───── DATA FOR ANALYSIS ─────
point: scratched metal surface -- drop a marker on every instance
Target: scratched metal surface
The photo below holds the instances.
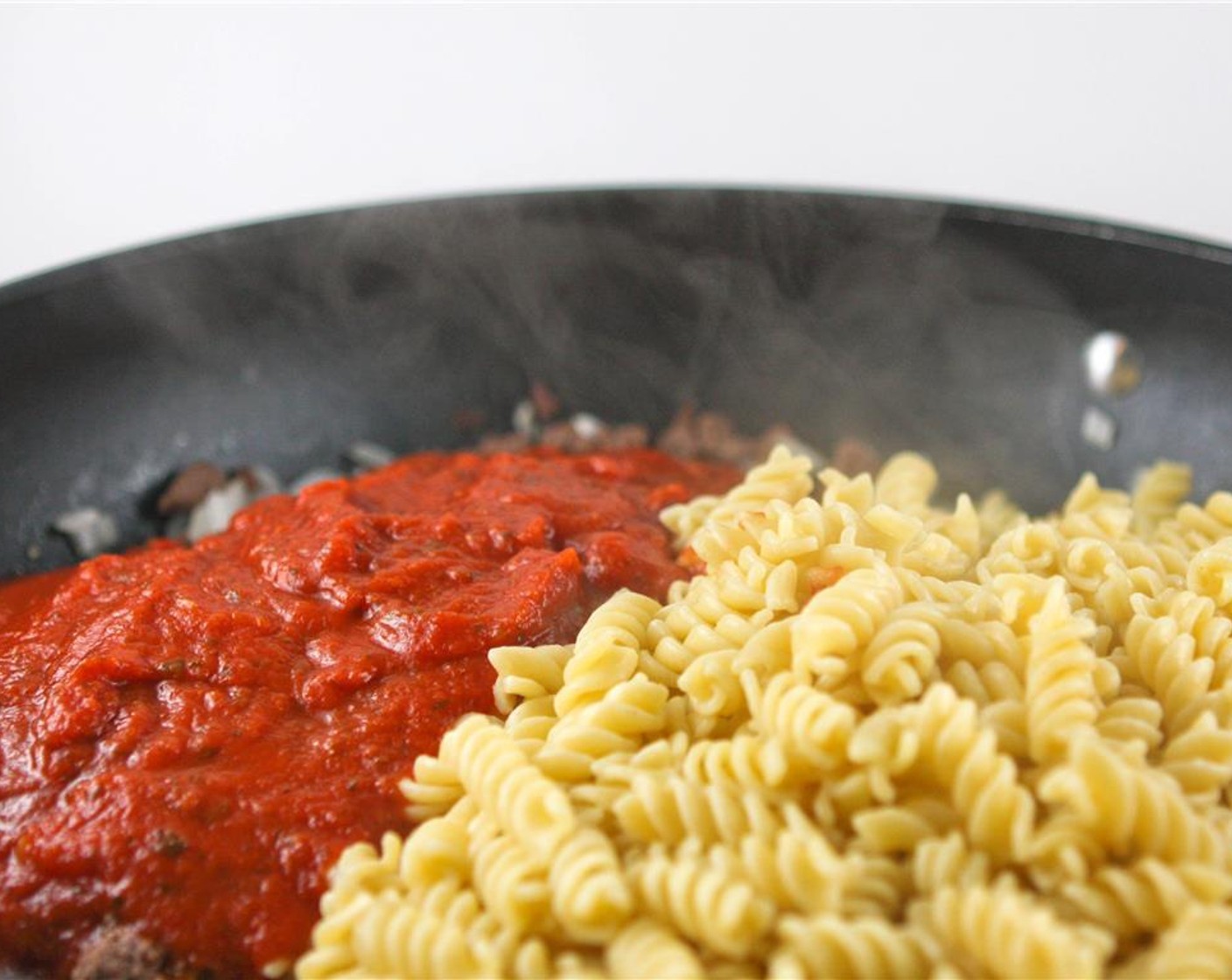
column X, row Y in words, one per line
column 948, row 328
─────
#### [REQUIRED WORK]
Apart from the pictures, every record must be set down exactly.

#### [EXERCISE RESULT]
point: scratched metal surface -- drop a marker on every instance
Target: scratched metal surface
The photo below holds the instances.
column X, row Y in words, one per line
column 948, row 328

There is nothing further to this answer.